#### THE TASK
Please rewrite the data from the line containing "the truck door." through the end of the data, inclusive. Keep every line, and shift each coordinate in the answers up by 139.
━━━━
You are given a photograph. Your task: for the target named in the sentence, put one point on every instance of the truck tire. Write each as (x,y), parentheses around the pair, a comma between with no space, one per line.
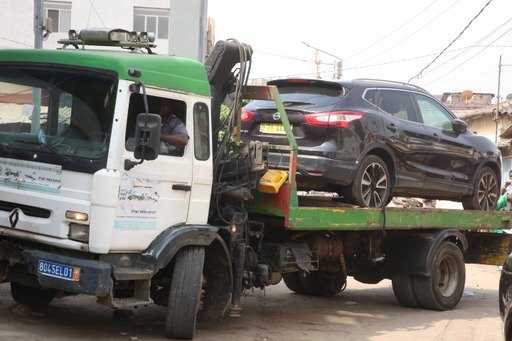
(293,282)
(34,297)
(185,293)
(372,183)
(323,283)
(443,288)
(404,290)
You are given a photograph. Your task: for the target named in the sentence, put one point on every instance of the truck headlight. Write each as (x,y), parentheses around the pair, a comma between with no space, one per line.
(79,232)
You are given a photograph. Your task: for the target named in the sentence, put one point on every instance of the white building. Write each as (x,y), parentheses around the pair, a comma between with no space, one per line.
(17,18)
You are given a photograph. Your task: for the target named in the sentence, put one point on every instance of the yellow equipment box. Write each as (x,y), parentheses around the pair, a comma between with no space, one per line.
(272,180)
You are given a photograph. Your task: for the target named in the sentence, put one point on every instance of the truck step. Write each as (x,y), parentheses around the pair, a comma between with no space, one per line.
(129,302)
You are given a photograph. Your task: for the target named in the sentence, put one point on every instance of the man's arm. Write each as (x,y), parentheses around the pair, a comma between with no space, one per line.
(178,140)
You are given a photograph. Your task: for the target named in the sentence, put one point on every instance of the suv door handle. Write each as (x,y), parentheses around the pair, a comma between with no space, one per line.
(391,127)
(180,187)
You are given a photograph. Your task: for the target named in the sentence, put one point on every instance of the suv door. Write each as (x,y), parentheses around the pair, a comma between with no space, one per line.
(405,135)
(450,163)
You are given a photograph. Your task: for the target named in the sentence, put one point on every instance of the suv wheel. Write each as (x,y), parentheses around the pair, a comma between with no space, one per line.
(372,185)
(486,193)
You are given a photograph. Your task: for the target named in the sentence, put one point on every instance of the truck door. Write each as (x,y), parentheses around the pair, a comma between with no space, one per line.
(451,160)
(157,193)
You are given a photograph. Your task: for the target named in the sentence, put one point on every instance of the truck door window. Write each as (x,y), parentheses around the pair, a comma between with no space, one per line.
(168,109)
━━━━
#### OUTPUT OF THE TASK
You are given a photograph. Your task: for the target named in the sentence, put one point on every instance of the truck door. Write each as (x,y), parentheses around the pair, a comma between with no space, one per line.
(590,299)
(296,332)
You are given a photograph. Your task: for the target named in the sentence, put one point on every instance of the truck door window. Write each as (x,y), parentheses around the pair, a comma between with no space, one per line.
(307,248)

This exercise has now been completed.